Task objective
Repeat the following entries verbatim, apart from the pictures.

Dataset items
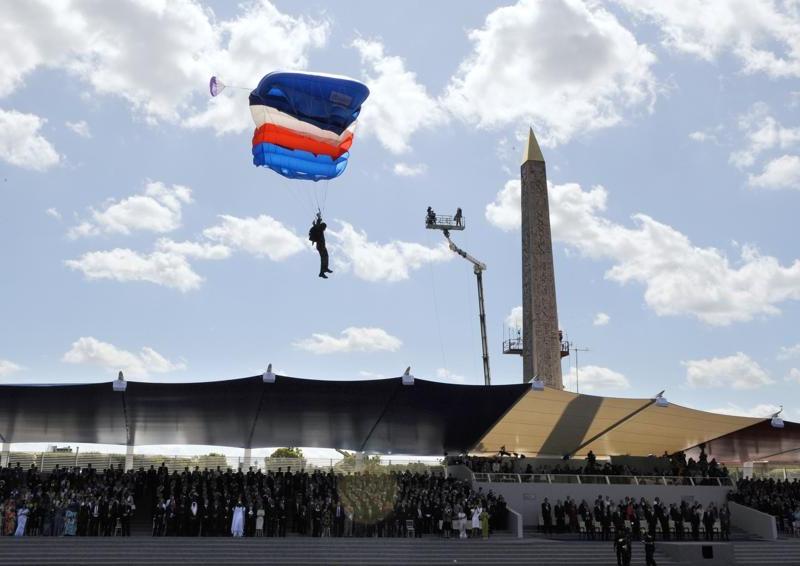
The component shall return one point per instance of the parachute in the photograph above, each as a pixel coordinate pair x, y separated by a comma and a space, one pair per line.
304, 122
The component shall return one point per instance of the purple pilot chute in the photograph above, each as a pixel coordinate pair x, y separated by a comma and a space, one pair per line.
215, 86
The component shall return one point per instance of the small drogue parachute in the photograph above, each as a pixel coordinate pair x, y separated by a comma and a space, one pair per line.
304, 122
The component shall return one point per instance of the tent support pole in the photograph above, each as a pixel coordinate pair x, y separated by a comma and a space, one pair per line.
5, 454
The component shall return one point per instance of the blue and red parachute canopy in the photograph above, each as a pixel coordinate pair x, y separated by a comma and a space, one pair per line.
305, 123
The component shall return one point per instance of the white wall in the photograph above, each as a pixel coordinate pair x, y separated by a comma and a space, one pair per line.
526, 498
752, 521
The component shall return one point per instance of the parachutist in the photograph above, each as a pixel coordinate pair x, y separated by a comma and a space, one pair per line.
317, 235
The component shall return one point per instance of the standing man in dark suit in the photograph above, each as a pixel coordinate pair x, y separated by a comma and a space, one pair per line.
547, 517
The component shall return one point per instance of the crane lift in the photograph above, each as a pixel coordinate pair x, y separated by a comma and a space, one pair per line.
445, 224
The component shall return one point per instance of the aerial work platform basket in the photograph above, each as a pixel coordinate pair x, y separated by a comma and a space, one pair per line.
444, 222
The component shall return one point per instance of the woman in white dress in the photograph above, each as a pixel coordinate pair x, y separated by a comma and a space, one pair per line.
260, 522
237, 524
22, 520
462, 522
476, 522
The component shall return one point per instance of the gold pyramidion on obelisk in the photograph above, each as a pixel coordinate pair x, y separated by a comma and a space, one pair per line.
532, 150
541, 344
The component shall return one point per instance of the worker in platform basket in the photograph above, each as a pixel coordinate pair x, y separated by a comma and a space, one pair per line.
430, 217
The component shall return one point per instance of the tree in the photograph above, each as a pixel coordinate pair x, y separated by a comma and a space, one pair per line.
290, 452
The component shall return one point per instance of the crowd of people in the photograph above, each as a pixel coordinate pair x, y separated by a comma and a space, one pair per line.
676, 465
69, 502
778, 498
217, 503
604, 518
86, 502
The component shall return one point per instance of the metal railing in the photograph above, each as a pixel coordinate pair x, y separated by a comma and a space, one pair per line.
47, 462
446, 221
577, 479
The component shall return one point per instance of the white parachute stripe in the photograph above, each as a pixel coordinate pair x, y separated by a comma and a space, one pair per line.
263, 114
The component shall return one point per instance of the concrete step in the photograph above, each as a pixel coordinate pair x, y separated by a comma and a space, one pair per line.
148, 550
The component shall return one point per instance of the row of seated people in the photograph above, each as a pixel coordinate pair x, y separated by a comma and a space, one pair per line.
604, 518
778, 498
67, 502
216, 503
669, 465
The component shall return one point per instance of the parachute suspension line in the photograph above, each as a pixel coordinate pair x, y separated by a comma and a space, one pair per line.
436, 310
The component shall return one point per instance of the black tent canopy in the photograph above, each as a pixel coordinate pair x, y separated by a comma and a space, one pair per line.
380, 416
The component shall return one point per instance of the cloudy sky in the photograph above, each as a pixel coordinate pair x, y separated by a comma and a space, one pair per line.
135, 233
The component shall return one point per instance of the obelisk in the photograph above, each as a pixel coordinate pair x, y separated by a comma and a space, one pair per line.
541, 345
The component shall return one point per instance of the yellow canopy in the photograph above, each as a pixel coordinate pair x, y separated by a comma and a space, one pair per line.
555, 423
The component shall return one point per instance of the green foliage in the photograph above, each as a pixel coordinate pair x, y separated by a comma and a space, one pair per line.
289, 452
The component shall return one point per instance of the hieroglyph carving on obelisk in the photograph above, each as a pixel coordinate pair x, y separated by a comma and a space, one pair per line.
541, 345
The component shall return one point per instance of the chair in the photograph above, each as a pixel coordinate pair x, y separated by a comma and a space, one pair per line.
410, 532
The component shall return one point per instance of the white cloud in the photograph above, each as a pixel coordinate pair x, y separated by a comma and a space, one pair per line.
680, 278
567, 66
242, 60
398, 105
90, 351
514, 318
21, 144
80, 127
505, 211
763, 410
158, 210
7, 368
763, 34
738, 371
701, 137
262, 236
601, 319
789, 352
352, 339
124, 265
409, 169
445, 374
595, 378
102, 44
393, 261
762, 133
780, 173
196, 250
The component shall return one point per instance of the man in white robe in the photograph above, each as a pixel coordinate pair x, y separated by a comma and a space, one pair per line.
22, 521
237, 524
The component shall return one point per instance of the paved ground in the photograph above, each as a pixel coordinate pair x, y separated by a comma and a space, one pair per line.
297, 550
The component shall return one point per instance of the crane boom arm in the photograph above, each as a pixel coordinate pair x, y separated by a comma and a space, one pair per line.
479, 265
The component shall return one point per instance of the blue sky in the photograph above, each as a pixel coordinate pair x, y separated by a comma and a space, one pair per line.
135, 234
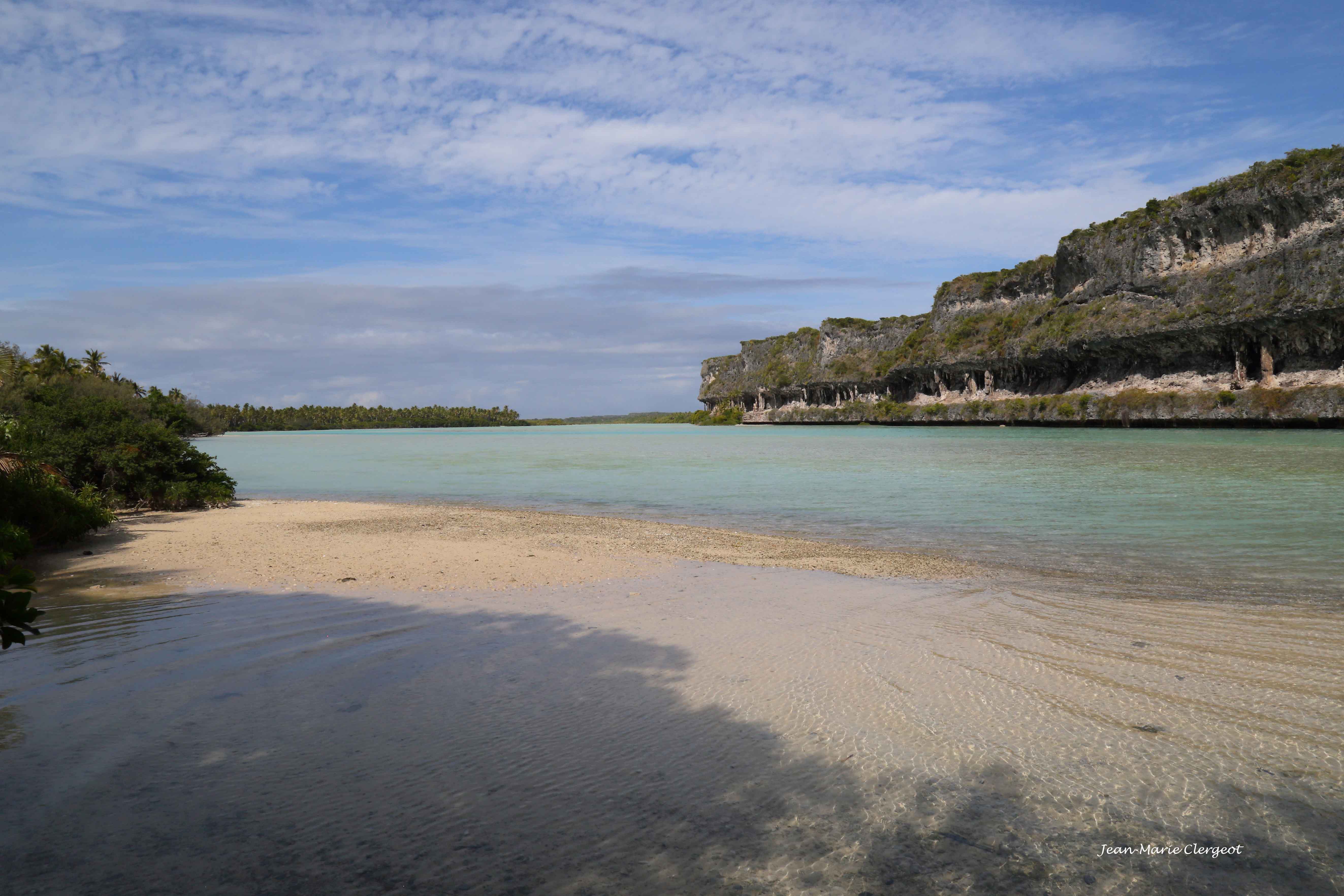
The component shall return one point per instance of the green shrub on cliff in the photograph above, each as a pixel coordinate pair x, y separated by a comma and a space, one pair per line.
724, 416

Expected answer
The component shall return one point per instance of the parachute in the photograph above, each as a pixel coordinate pair x, y separated by a comma and a space, one pair per line.
304, 122
The component shall return one point per instance of the purple pilot chute in the photograph above, each as a pixel coordinate pair x, y separated by a comma and a space, one pair per line.
215, 86
The component shall return one point per instance of the small drogue parachute in the photograph above, each as a pixel coordinate pair x, y separated by a comma and a space, one pair per line.
304, 122
The component shall return one point per instance of the tent support pole in the photograph above, each as a pixel coordinate pair x, y separated by a comma and a space, one pair per line.
5, 454
The component shall return one point per instance of the blue and red parachute canopy in the photograph above, each as a pixel coordinate pair x, y separated by a comma and a space, one pair per line.
305, 123
The component shall return one point per instance of the white wall in the photograph above, each as a pixel coordinate pair x, y separated by a comma and a space, one pair per line.
526, 498
752, 521
The component shall return one point per instance of the parachutist in the photograph above, each as a pixel coordinate pair x, y separated by a comma and a space, one pair per line.
317, 235
The component shall return one point per instance of the standing man in dark suit in the photograph above, each as a pixel coordinate pair x, y separated by a comma and a space, one pair per line.
547, 517
The component shall return one point per instance of the crane lift in the photograph above, each as a pixel coordinate pair x, y separated by a comma and a space, one pair per line.
445, 224
The component shall return one point per instance of the aerial work platform basket in the photograph above, each as a pixel coordinate pair x, y separated by a comma and a space, one pair per line.
444, 222
The component shall return one point per instance of the woman in white dress in the photograph above, each as a pixel coordinate pair x, y separated by a comma and a space, one pair per line.
260, 522
237, 524
22, 520
462, 522
476, 522
The component shall return one point per instance of the gold pyramidion on obelisk in the photograph above, each as a pixel coordinate pair x, y separated by a comma and a space, one pair per line.
532, 150
541, 344
The component shall return one point per instance of the worker in platform basket in the photograph above, each as a pixel coordinate pair x, y separated by a comma and a space, one pair per line.
430, 217
The component shall return one point per instance of the tree in the photograph above, each as a pixel coordinate pair x, y separated by a comma and a space, one pair per line.
290, 452
The component shall return one point per instance of the crowd of people in the photograph above, each as a pixel coordinate pair x, y separated by a comma and a space, one pair per line.
676, 465
69, 502
778, 498
217, 503
604, 518
86, 502
The component shall return one point per instance of the metal railing in the photograph above, each as a pixel coordinate pair x, y separated by a comma and a space, one pair per line.
47, 462
446, 221
577, 479
The component shall return one point per instance of the white parachute stripe in the photograph above, each as a pixel coordinate pair x, y separated by a comma and a space, one pair per line.
263, 114
The component shall return one point per instance of the concrete step in the photograph above, each as a pixel coordinate pair x, y separated by a comma and a space, one pair per line.
148, 550
The component shall return one point per instance of the row of seated people in the photograph above, each as a pixel coordinate pair x, y separated by a comma and a space, one pair per line.
604, 518
778, 498
67, 502
216, 503
669, 465
The component shall return one point per instance of the parachute suspension line in the photograph above, each as a pixel coordinate pair x, y separated by a comma and a space, one pair per line.
436, 310
The component shall return one point per instance of the black tent canopy in the photograph above, each as a pixel coordinate pair x, y separated by a comma and a space, one pair per line.
380, 416
The component shall return one point per instance of the cloudy sky in the photograph above, each as a pixel coordinate pair x, y separated by a comma and a space, one pair per line.
135, 233
The component shall return one point per instance of the obelisk in the photograph above, each as a pixel coordinate pair x, y separated by a comma and a space, one pair per line.
541, 345
The component shall return one point per instance of the yellow canopy in the photograph above, each as a pixel coordinate pair x, y separated by a comma and a space, one pair per line.
555, 423
The component shall return one point per instance of the green foliage in the photograph above, each as a pixel coordinate pair x, y separated by a comma and a space, one pair per line.
289, 452
The component shall return one point per instance of the hieroglyph carving on obelisk in the photograph above, each as a pixel coordinate pair x, y separated by a comma and a space, one pair per line.
541, 345
The component shall return one point per instance of the chair in the photograph above, each as a pixel coordinate pair x, y separated by a comma and a space, one pair per line.
410, 532
The component shall return one point per instance of the white cloud in the photograph above, each as a pixel coordinate pair x, y separated by a comma and a space, one pair per line.
680, 278
567, 66
242, 60
398, 105
90, 351
514, 318
21, 144
80, 127
505, 211
763, 410
158, 210
7, 368
763, 34
738, 371
701, 137
262, 236
601, 319
789, 352
352, 339
124, 265
409, 169
445, 374
595, 378
102, 44
393, 261
762, 133
780, 173
196, 250
The component shall return one point per instance of the man in white robe in the photograph above, each as a pixel coordinate pair x, y separated by a comma and a space, one pair per line.
22, 521
237, 524
The component shall return one point per instance of the paved ground in the photograph above, each as a pixel coordinate pair x, y separated by a comma and a space, one pair per line.
297, 550
The component shall return one point per instance of the crane boom arm in the photograph above, each as a pixel coordinate pair x, y separated by a comma and a space, one pair per line.
479, 265
The component shall return one point per instance of the blue sky in the photograph above, each as a pixel coordinate pair x, y separated by a comma and a space, one pair per line.
135, 234
The component shall return one point per instance of the green shrub on cliff in the photograph above, each as a pixel coordinate pair x, y separated by a comma and a space, one pair per line.
724, 416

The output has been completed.